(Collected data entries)
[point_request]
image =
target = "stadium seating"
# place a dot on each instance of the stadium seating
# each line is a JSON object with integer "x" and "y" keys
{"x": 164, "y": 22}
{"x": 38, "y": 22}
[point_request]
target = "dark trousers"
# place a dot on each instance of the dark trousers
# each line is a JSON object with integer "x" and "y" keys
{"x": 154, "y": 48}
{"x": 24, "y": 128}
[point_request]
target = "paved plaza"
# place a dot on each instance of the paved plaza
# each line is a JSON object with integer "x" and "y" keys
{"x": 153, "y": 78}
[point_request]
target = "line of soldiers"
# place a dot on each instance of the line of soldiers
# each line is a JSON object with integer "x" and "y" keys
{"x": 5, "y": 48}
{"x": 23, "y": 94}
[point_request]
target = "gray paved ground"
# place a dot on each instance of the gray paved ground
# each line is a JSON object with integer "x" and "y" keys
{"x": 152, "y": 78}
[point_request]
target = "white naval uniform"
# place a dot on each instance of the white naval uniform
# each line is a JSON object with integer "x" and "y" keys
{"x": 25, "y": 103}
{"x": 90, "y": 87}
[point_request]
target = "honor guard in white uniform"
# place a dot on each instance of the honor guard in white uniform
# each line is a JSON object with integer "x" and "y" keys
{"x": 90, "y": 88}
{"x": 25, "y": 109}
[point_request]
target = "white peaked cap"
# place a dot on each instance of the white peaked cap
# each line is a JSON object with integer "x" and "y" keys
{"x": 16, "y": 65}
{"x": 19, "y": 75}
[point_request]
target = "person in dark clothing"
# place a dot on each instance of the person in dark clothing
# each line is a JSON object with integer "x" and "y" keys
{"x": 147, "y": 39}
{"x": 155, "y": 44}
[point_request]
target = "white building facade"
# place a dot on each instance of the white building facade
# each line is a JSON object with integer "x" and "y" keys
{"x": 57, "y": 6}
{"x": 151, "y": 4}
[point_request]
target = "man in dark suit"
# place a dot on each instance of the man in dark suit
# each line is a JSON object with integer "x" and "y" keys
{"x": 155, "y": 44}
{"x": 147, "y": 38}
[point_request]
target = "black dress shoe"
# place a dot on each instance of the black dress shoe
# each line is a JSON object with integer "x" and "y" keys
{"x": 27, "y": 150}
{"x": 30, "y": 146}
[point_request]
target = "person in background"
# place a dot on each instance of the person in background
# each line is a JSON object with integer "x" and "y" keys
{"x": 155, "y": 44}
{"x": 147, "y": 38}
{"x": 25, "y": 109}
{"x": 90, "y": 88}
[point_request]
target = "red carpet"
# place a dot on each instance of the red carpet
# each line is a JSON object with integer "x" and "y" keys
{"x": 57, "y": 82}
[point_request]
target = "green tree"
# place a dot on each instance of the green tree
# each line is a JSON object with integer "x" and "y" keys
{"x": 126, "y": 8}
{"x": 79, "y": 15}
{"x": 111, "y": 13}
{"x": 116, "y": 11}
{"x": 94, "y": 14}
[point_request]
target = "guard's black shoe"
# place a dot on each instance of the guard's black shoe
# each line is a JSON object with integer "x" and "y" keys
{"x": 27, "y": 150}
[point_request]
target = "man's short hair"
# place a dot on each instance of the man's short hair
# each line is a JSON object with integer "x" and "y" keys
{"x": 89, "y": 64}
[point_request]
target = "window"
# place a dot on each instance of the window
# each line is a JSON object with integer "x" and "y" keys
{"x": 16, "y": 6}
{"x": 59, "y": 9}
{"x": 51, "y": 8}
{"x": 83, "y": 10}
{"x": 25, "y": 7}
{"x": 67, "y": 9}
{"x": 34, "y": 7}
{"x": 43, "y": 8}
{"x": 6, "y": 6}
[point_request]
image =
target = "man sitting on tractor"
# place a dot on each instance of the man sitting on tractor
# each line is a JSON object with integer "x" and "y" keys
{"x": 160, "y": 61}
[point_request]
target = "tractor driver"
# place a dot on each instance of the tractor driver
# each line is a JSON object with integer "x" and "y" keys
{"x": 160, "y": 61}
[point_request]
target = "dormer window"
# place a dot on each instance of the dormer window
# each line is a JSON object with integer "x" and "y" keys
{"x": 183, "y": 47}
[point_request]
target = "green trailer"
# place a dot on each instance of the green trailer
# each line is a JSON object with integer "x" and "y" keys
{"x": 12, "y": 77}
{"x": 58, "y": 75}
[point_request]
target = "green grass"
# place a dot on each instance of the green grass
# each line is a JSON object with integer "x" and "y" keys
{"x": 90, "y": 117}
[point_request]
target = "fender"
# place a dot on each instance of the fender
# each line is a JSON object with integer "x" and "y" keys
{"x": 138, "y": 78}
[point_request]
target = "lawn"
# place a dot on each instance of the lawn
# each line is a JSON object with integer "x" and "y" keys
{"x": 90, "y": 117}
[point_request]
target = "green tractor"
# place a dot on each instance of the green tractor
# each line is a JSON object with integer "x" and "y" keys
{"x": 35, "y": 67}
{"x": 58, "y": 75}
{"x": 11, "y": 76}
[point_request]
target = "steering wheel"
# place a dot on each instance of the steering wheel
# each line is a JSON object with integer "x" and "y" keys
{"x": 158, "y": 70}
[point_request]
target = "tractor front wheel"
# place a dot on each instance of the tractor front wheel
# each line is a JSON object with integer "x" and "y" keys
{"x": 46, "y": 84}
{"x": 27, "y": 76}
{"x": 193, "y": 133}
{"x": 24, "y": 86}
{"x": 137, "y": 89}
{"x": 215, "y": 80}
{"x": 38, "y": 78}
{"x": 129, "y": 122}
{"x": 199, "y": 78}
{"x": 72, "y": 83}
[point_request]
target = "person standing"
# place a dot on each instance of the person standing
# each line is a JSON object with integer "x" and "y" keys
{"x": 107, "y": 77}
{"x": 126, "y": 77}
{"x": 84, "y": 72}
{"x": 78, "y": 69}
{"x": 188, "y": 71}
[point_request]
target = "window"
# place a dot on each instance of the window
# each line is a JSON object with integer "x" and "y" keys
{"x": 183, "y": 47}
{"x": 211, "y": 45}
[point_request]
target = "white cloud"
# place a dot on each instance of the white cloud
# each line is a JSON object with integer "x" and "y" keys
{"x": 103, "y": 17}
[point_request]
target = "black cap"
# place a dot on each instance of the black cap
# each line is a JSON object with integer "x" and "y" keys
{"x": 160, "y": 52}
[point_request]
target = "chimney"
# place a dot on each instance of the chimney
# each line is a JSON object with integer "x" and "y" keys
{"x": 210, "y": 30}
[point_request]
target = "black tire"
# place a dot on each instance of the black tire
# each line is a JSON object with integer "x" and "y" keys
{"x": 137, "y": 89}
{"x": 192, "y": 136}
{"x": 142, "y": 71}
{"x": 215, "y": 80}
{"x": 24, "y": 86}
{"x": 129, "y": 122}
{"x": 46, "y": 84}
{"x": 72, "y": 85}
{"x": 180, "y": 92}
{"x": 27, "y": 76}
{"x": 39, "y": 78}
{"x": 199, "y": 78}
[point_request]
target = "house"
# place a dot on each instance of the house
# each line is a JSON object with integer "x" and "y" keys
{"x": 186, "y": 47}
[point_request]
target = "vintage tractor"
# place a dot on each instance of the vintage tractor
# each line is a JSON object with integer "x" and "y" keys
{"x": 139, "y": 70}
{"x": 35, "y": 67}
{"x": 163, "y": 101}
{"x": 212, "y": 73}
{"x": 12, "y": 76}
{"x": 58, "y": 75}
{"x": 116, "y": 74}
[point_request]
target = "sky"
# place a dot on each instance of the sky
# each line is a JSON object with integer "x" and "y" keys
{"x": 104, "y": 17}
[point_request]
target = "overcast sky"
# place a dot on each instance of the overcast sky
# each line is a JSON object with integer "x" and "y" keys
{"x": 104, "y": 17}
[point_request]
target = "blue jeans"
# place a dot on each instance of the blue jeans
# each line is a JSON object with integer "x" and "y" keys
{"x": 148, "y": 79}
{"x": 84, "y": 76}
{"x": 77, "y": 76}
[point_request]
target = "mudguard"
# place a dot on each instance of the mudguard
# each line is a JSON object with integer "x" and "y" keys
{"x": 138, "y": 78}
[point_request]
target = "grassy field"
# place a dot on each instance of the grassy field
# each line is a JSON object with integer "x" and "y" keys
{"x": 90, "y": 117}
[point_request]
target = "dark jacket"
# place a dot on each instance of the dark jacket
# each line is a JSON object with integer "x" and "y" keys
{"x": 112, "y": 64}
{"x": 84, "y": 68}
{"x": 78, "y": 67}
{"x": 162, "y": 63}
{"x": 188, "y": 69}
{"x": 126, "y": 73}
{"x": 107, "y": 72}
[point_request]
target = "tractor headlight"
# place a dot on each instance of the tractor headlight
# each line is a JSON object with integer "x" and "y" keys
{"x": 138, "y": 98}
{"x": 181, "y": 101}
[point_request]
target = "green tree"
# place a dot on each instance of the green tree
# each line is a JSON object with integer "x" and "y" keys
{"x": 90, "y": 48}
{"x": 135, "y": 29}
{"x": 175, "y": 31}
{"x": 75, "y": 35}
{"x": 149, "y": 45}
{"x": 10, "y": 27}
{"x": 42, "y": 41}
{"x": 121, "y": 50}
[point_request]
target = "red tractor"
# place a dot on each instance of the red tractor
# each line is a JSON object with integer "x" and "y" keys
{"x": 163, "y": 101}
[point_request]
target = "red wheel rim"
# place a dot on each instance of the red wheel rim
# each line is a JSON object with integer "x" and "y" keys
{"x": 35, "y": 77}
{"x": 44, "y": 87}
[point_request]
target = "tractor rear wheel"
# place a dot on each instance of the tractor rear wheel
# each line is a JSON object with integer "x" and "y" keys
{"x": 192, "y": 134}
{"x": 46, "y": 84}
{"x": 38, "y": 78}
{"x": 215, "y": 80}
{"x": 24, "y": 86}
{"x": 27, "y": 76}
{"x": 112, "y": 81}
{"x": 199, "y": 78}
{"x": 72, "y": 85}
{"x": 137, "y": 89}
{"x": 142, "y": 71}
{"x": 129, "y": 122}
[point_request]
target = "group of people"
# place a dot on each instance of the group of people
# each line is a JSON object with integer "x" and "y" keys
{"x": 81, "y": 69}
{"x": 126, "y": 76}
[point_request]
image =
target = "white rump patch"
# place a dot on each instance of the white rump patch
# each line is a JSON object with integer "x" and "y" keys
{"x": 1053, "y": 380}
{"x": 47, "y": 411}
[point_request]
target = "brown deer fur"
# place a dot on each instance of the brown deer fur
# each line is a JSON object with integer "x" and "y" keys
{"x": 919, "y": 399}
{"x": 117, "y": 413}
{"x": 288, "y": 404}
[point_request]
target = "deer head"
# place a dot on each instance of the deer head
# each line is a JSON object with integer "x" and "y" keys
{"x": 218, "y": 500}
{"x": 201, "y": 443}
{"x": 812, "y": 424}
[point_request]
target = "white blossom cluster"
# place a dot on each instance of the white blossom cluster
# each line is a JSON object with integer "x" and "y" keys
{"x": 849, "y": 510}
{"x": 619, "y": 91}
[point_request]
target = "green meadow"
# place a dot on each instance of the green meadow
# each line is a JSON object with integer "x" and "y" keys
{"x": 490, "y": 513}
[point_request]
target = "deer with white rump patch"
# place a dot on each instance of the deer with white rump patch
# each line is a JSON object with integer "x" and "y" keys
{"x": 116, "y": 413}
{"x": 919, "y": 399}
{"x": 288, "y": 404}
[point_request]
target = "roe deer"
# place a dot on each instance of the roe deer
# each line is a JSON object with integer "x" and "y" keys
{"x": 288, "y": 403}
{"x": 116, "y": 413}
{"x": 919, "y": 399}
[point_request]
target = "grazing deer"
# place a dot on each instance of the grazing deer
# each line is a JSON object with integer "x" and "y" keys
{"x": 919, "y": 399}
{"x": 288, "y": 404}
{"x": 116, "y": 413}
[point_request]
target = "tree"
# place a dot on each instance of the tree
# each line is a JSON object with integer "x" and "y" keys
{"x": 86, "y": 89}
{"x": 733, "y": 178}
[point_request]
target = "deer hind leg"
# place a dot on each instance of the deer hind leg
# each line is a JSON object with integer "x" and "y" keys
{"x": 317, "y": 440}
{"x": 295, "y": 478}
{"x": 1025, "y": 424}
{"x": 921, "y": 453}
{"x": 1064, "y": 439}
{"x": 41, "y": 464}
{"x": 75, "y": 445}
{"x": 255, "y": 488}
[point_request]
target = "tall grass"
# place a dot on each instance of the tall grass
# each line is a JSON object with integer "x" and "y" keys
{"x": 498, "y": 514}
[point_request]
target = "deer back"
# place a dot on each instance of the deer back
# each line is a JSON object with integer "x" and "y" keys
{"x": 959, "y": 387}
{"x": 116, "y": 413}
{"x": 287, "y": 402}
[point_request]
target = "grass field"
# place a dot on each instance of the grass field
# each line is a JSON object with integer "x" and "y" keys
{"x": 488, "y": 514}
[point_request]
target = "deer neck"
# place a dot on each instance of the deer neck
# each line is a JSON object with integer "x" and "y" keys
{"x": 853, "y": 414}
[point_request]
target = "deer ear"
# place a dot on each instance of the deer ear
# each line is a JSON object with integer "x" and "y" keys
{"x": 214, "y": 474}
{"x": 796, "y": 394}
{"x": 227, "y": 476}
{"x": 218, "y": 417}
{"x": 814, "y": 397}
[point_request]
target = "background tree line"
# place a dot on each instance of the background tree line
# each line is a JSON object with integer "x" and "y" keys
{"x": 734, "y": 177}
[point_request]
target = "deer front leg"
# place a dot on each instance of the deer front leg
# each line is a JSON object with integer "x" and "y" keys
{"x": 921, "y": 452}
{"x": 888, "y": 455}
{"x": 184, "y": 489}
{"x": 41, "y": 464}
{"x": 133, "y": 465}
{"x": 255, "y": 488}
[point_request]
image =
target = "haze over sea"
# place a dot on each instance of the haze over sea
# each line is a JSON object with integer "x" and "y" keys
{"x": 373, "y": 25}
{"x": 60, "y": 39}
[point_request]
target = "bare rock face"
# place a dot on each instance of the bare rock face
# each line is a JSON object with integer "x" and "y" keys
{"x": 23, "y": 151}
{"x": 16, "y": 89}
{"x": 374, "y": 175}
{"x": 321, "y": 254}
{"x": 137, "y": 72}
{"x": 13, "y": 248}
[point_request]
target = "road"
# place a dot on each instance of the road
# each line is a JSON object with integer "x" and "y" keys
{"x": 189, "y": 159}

Task goal
Pull out every line of the items above that contains the string "uniform", matching case exactly.

Result
target = "white naval uniform"
# place a dot on each instance of the white naval uniform
target = "honor guard in white uniform"
# place a dot on each instance of the honor guard in white uniform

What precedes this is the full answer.